►

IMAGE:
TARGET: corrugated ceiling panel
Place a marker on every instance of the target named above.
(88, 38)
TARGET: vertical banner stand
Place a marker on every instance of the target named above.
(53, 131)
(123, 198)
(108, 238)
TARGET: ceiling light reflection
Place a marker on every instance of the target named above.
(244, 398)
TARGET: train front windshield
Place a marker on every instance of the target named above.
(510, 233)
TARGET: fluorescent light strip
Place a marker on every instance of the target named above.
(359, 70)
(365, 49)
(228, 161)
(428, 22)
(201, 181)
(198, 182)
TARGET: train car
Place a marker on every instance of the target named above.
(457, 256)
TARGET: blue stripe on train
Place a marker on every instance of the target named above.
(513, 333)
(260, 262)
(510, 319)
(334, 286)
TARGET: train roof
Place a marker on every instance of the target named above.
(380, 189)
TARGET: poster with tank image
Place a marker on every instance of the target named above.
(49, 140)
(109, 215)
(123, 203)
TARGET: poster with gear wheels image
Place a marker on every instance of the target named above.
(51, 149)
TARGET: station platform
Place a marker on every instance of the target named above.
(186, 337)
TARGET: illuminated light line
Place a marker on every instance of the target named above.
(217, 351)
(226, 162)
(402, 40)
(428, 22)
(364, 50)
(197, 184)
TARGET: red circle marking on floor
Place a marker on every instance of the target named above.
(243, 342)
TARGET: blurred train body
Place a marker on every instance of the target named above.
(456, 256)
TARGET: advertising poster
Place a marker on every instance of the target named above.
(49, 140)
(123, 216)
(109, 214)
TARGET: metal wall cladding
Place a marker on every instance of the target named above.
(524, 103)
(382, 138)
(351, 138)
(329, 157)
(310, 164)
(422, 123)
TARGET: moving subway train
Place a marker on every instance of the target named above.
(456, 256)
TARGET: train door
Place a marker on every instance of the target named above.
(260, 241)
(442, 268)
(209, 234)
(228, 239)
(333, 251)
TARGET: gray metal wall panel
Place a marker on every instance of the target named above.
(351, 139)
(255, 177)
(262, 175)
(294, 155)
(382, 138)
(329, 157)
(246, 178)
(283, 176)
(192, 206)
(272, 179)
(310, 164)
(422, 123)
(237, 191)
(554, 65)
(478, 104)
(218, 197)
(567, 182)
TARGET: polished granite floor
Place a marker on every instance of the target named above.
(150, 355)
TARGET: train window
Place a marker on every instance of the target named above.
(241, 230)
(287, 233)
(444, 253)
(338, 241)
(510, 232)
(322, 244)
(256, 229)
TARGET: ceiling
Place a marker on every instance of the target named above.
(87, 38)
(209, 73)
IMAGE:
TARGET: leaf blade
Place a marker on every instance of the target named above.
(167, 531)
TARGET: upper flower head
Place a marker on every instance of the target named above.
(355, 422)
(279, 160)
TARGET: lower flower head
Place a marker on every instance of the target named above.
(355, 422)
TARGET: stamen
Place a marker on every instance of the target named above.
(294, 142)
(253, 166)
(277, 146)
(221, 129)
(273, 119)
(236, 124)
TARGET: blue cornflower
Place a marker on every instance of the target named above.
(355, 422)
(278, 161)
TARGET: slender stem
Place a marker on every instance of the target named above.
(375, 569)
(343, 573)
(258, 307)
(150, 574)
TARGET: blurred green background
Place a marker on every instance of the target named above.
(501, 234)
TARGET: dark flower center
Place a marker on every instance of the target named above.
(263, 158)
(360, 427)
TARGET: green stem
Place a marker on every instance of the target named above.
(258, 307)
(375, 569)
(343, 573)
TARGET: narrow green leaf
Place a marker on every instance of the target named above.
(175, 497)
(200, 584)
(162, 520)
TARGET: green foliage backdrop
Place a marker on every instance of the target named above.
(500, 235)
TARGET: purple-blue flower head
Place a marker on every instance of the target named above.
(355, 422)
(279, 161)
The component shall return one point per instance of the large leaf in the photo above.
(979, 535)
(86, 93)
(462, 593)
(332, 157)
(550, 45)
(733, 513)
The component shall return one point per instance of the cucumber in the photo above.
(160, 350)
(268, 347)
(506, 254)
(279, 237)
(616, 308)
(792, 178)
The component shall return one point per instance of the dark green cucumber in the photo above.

◄

Aim: Print nothing but the lines from the line with "TARGET: polished granite floor" to the last line of the records above. Both of those lines count.

Reply:
TARGET: polished granite floor
Place a marker on every instance of the target named above.
(150, 355)
TARGET: train window
Place a marker on every instance of the target named above.
(241, 230)
(287, 233)
(444, 253)
(338, 241)
(510, 232)
(322, 244)
(256, 229)
TARGET: ceiling
Place a marker on every instance of the target named above.
(87, 38)
(209, 73)
IMAGE:
TARGET: leaf blade
Place a marker on every instance of the target named above.
(167, 531)
TARGET: upper flower head
Place a marker on every instance of the target named above.
(355, 422)
(279, 160)
TARGET: lower flower head
Place a marker on every instance of the target named above.
(355, 422)
TARGET: stamen
Place a marker on every instance of the target named above.
(294, 142)
(253, 166)
(277, 146)
(221, 129)
(273, 119)
(236, 124)
TARGET: blue cornflower
Place a marker on every instance of the target named above.
(355, 422)
(278, 161)
TARGET: slender stem
Place a marker on every instance of the target named above.
(375, 569)
(343, 573)
(258, 307)
(150, 574)
TARGET: blurred green background
Place a marker on every instance of the target named above.
(501, 234)
TARGET: dark flower center
Place a marker on every instance of the target named above.
(263, 158)
(360, 427)
TARGET: green stem
Place a marker on every instance of the target named above.
(258, 307)
(375, 569)
(343, 573)
TARGET: narrow green leaf
Place a marker on every instance of the target named above.
(175, 497)
(200, 584)
(162, 520)
TARGET: green foliage backdrop
Place a marker on every instance of the target named above.
(500, 235)
TARGET: purple-blue flower head
Place a marker on every instance of the target named above.
(355, 422)
(279, 161)
The component shall return one point per instance of the large leaf in the photo above.
(979, 535)
(86, 93)
(462, 593)
(332, 157)
(550, 45)
(733, 513)
The component shall return one point per instance of the cucumber in the photo above.
(160, 350)
(268, 347)
(506, 254)
(279, 237)
(616, 308)
(792, 178)
The component shall return one point per instance of the dark green cucumber in the photo above.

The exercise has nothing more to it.